# [Aim of the task]
Report every line in the data below that contains the word "green", copying each one in full.

[Region annotation entries]
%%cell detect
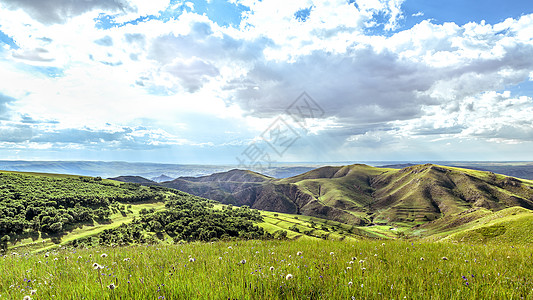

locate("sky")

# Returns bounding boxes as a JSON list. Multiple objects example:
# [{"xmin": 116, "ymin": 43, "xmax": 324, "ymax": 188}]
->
[{"xmin": 0, "ymin": 0, "xmax": 533, "ymax": 167}]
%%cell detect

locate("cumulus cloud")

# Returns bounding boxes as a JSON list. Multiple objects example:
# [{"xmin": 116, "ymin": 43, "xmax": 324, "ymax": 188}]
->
[
  {"xmin": 3, "ymin": 0, "xmax": 128, "ymax": 24},
  {"xmin": 0, "ymin": 92, "xmax": 16, "ymax": 120},
  {"xmin": 163, "ymin": 58, "xmax": 220, "ymax": 93}
]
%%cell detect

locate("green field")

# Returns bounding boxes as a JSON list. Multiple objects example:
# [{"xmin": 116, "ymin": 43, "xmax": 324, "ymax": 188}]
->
[{"xmin": 0, "ymin": 239, "xmax": 533, "ymax": 299}]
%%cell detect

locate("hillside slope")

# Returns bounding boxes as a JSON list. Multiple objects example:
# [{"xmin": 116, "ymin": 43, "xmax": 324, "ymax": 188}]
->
[{"xmin": 152, "ymin": 164, "xmax": 533, "ymax": 226}]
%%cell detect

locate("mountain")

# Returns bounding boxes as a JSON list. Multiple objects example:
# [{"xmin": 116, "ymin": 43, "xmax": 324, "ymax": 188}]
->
[
  {"xmin": 152, "ymin": 174, "xmax": 174, "ymax": 182},
  {"xmin": 147, "ymin": 164, "xmax": 533, "ymax": 229},
  {"xmin": 109, "ymin": 176, "xmax": 157, "ymax": 185}
]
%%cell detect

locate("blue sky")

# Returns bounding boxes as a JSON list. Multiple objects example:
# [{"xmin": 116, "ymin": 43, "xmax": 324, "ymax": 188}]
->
[{"xmin": 0, "ymin": 0, "xmax": 533, "ymax": 167}]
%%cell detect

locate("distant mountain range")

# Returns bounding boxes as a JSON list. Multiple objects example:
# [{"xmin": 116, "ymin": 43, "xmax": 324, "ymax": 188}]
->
[
  {"xmin": 112, "ymin": 164, "xmax": 533, "ymax": 225},
  {"xmin": 0, "ymin": 160, "xmax": 533, "ymax": 178}
]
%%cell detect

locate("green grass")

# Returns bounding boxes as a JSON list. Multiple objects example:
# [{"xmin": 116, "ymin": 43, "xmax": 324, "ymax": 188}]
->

# [Result]
locate("green field")
locate("green grass")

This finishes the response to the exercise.